Reading passage:
The network seeks to understand the role of arts and cultural managers as intercultural brokers in our context of globalisation, internationalisation and global migration. Intercultural understanding suggests capacity for appreciating, recognising and relating to different world viewpoints and experiences. Historical and empirical research recognises the role arts and cultural objects and expressions, like fine and performing arts and heritage, play in political, cultural and ethnic relations. Yet, little is known about the role of arts and cultural managers, their practice and education, in this process.
In fact, arts and cultural managers shape and structure intercultural exchange. They direct and administer arts and cultural projects between nations, and devise, plan and develop arts and cultural programming to attract and include growing migrant populations as audiences, participants and creators within nations. Global, cultural, post colonial, and intercultural studies show that mechanisms for fostering or hindering intercultural understanding are often based on long standing terminology, institutional structures, and habits upheld by practices and pedagogies within specific professions.

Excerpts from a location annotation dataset
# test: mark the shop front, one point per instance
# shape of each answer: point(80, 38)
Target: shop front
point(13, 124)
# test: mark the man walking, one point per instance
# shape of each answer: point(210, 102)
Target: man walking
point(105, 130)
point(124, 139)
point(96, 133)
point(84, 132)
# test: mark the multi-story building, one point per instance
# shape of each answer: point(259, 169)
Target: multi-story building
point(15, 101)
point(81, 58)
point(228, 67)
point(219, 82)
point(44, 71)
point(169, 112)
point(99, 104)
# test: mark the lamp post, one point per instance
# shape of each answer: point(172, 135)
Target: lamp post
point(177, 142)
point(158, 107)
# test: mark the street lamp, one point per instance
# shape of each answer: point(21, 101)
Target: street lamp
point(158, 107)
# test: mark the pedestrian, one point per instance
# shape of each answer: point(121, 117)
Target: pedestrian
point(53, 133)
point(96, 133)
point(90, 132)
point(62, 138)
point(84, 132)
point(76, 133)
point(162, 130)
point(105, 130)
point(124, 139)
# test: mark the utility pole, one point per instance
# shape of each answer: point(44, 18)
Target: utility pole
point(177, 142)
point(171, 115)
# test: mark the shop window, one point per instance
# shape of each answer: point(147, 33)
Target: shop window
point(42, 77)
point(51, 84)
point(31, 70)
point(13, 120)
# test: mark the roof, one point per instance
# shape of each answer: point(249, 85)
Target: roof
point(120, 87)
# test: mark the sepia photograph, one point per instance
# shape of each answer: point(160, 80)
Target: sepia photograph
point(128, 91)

Given task A:
Answer these questions from the passage on arts and cultural managers:
(i) What does intercultural understanding suggest a capacity for?
(ii) Which arts and cultural objects and expressions are given as examples?
(iii) Within nations, which group do arts and cultural managers try to attract and include through their programming, and in what roles?
Given task B:
In the listing, reproduce word for word the part that opens with the line containing "# test: mark the shop window, one" and closes with the line containing "point(120, 87)".
The passage on arts and cultural managers and the listing come from unrelated sources.

Full answer A:
(i) Appreciating, recognizing, and relating to different world viewpoints and experiences.
(ii) Fine and performing arts, and heritage.
(iii) Growing migrant populations, as audiences, participants, and creators.

Full answer B:
# test: mark the shop window, one point per instance
# shape of each answer: point(147, 33)
Target: shop window
point(42, 77)
point(51, 84)
point(31, 70)
point(13, 120)
# test: mark the roof, one point per instance
# shape of each answer: point(249, 85)
Target: roof
point(120, 87)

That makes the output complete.